** start **
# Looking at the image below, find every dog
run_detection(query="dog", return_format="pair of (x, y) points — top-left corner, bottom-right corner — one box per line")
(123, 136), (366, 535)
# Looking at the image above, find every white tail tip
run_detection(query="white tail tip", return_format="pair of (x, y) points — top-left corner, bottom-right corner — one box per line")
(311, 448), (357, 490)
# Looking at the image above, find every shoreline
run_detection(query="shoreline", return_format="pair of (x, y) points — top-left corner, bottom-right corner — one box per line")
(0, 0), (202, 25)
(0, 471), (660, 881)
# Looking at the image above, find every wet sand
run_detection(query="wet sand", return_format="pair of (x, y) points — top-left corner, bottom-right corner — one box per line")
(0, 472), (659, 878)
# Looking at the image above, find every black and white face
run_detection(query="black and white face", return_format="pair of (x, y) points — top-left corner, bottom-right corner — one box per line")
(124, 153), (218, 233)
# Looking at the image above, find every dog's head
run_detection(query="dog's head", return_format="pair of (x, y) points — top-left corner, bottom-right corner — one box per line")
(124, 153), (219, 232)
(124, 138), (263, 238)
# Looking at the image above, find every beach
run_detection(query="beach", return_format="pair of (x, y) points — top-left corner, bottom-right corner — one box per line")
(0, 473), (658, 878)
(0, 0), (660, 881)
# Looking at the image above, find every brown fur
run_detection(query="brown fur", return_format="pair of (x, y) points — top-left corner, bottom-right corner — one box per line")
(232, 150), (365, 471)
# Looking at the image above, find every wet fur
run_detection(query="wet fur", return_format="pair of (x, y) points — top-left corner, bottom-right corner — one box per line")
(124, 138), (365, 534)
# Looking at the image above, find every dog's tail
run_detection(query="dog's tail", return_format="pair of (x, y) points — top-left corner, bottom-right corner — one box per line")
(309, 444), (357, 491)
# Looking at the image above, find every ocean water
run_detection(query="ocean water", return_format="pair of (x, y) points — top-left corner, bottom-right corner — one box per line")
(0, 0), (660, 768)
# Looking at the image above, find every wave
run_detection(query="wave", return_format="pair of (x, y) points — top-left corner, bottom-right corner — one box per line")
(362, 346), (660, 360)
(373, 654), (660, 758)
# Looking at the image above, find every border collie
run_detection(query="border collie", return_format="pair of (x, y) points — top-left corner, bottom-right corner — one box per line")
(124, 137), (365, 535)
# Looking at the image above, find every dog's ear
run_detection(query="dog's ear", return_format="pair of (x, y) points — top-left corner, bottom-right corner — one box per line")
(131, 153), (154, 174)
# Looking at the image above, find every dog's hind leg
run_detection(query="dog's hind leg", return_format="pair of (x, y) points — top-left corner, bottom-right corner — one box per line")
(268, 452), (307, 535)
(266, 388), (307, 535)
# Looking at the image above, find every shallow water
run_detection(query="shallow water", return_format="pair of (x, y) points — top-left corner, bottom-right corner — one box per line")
** end **
• **To be done**: Return each line of the items above that contains the string "black", treating uppercase and lowercase letters as different.

• **Solution for this exercise**:
# Looking at the image above, find every black and white face
run_detection(query="black and white face", return_format="pair of (x, y) points — top-left corner, bottom-right corner — one box per line")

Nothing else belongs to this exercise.